4.713  In the view of the European Communities, the directory nature of the time limits is reflected in the practice under the DSU. The median time period that lapsed between the establishment of the Panels and the adoption of the reports has been 13 months and 28 days, which is well within the target set out in Article 20 of the DSU and the time frame foreseen in Sections 301-310. However, this median covers periods from 11 months and 6 days to 21 months and 5 days.379 It would be wrong to attribute the delays referred to in the question to inefficiencies in the conduct of the proceedings. In some cases, the issues involved in the proceedings were simply too complex to be resolved within the standard time limits; in other cases, the Panels required more time to obtain expert advice. The delays were thus necessary to ensure due process for the parties to the proceedings.

4.714  The United States rejects the EC argument that the non-application of statutory time-frames would render them WTO-consistent because that is not a relevant issue in this dispute. The European Communities has failed first to establish that Sections 301-310 mandate WTO-inconsistent actions, so it is irrelevant whether they are not applied in a given case.   The USTR has more than adequate statutory discretion to comply with WTO rules without ignoring the statute.

= THINGS TO DO =
[1] Decide whether each statement agrees with the WTO dispute passage. Answer yes or no, and quote the words that settle it.
(a) The median time between setting up the Panels and adopting the reports was 13 months and 28 days.
(b) The European Communities blames the delays on inefficiencies in how the proceedings were run.
(c) The United States says the USTR lacks enough statutory discretion to follow WTO rules.
[2] In the WTO dispute passage, what range of time periods does the median cover?
[3] Reproduce the part of the WTO dispute passage that begins at the words "4.714  The United" and stops after "ignoring the statute.".
Rely on the WTO dispute passage alone for your answers.

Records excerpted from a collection
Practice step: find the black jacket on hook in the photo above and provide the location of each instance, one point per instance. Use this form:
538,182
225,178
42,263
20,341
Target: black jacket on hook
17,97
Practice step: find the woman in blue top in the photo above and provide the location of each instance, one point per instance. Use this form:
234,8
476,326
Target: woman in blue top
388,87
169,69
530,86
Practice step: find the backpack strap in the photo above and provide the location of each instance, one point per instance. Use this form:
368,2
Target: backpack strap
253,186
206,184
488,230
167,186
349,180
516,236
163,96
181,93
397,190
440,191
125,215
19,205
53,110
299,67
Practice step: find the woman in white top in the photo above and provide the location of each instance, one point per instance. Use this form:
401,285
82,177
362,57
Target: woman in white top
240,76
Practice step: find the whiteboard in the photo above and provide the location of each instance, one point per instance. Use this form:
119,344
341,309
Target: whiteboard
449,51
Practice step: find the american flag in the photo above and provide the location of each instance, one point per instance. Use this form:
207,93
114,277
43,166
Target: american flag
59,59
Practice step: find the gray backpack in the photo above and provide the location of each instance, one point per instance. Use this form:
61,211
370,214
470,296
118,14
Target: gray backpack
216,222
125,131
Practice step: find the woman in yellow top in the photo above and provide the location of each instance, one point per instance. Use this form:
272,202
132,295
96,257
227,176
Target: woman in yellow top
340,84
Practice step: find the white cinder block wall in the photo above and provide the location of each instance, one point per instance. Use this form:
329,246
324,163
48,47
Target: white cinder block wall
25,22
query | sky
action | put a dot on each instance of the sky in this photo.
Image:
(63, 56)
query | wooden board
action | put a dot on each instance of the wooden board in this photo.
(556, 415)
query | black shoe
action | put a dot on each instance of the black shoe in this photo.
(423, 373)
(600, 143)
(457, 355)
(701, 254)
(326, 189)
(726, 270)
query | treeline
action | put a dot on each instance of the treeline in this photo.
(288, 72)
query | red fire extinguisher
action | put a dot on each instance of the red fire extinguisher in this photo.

= ANSWERS TO THE EXERCISES =
[1]
(a) Yes: "The median time period that lapsed between the establishment of the Panels and the adoption of the reports has been 13 months and 28 days"
(b) No: "It would be wrong to attribute the delays referred to in the question to inefficiencies in the conduct of the proceedings."
(c) No: "The USTR has more than adequate statutory discretion to comply with WTO rules without ignoring the statute."

[2] From 11 months and 6 days to 21 months and 5 days.

[3]
4.714  The United States rejects the EC argument that the non-application of statutory time-frames would render them WTO-consistent because that is not a relevant issue in this dispute. The European Communities has failed first to establish that Sections 301-310 mandate WTO-inconsistent actions, so it is irrelevant whether they are not applied in a given case.   The USTR has more than adequate statutory discretion to comply with WTO rules without ignoring the statute.